* **GIVEN ENTRIES**
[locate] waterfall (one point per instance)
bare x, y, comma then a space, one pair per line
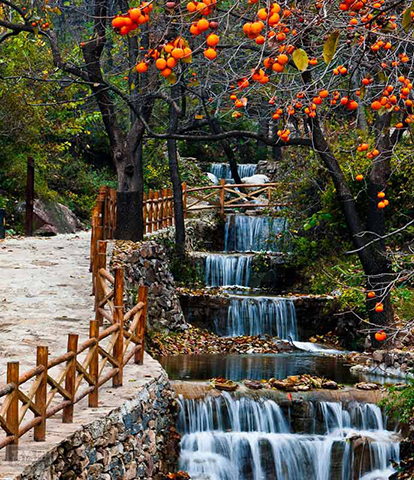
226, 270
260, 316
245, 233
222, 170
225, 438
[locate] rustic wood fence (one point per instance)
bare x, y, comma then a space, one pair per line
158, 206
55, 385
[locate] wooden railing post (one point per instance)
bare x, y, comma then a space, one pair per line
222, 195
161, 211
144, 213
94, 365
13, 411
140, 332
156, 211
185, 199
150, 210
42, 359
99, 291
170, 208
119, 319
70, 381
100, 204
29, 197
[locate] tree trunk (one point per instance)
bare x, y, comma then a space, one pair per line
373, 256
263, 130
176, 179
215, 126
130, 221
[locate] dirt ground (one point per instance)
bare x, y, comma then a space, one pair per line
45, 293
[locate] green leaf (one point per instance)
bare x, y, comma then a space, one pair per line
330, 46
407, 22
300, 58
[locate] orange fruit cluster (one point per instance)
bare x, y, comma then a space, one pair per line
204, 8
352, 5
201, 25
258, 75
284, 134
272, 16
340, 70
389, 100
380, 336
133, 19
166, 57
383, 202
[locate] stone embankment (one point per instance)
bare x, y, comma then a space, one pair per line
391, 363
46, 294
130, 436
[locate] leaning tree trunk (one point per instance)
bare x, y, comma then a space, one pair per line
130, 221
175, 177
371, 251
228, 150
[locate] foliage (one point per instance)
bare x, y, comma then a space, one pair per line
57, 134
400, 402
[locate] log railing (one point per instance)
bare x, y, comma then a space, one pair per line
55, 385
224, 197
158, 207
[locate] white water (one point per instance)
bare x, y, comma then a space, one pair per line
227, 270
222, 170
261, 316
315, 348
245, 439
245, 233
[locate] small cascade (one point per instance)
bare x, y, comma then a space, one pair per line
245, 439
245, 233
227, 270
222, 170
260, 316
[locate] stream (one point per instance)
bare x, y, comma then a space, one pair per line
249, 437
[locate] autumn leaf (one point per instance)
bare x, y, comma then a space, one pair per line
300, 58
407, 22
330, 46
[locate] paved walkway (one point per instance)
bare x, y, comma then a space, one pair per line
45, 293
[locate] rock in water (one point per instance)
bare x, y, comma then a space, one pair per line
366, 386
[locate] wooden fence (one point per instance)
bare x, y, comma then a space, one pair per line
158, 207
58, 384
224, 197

* * *

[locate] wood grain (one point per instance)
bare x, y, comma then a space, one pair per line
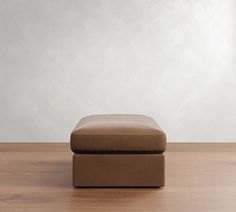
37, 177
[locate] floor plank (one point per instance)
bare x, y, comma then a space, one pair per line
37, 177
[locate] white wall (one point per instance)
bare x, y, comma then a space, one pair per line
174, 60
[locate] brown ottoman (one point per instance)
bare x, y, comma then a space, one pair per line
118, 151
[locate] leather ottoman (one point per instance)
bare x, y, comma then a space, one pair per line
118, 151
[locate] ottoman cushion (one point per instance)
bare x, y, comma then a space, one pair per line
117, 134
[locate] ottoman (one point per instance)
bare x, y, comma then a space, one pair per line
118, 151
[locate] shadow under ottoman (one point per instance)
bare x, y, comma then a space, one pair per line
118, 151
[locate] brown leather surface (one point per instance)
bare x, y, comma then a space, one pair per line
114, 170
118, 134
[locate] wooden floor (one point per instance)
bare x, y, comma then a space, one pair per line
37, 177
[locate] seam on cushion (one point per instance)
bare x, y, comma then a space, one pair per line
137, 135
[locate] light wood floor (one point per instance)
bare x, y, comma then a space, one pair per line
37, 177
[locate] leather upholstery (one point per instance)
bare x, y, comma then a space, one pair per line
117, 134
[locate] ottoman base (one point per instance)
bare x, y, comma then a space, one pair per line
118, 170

* **AIM OF THE EXERCISE**
The answer must be a single number: the count of lines in the entries that include "wooden".

* **ANSWER SPACE**
3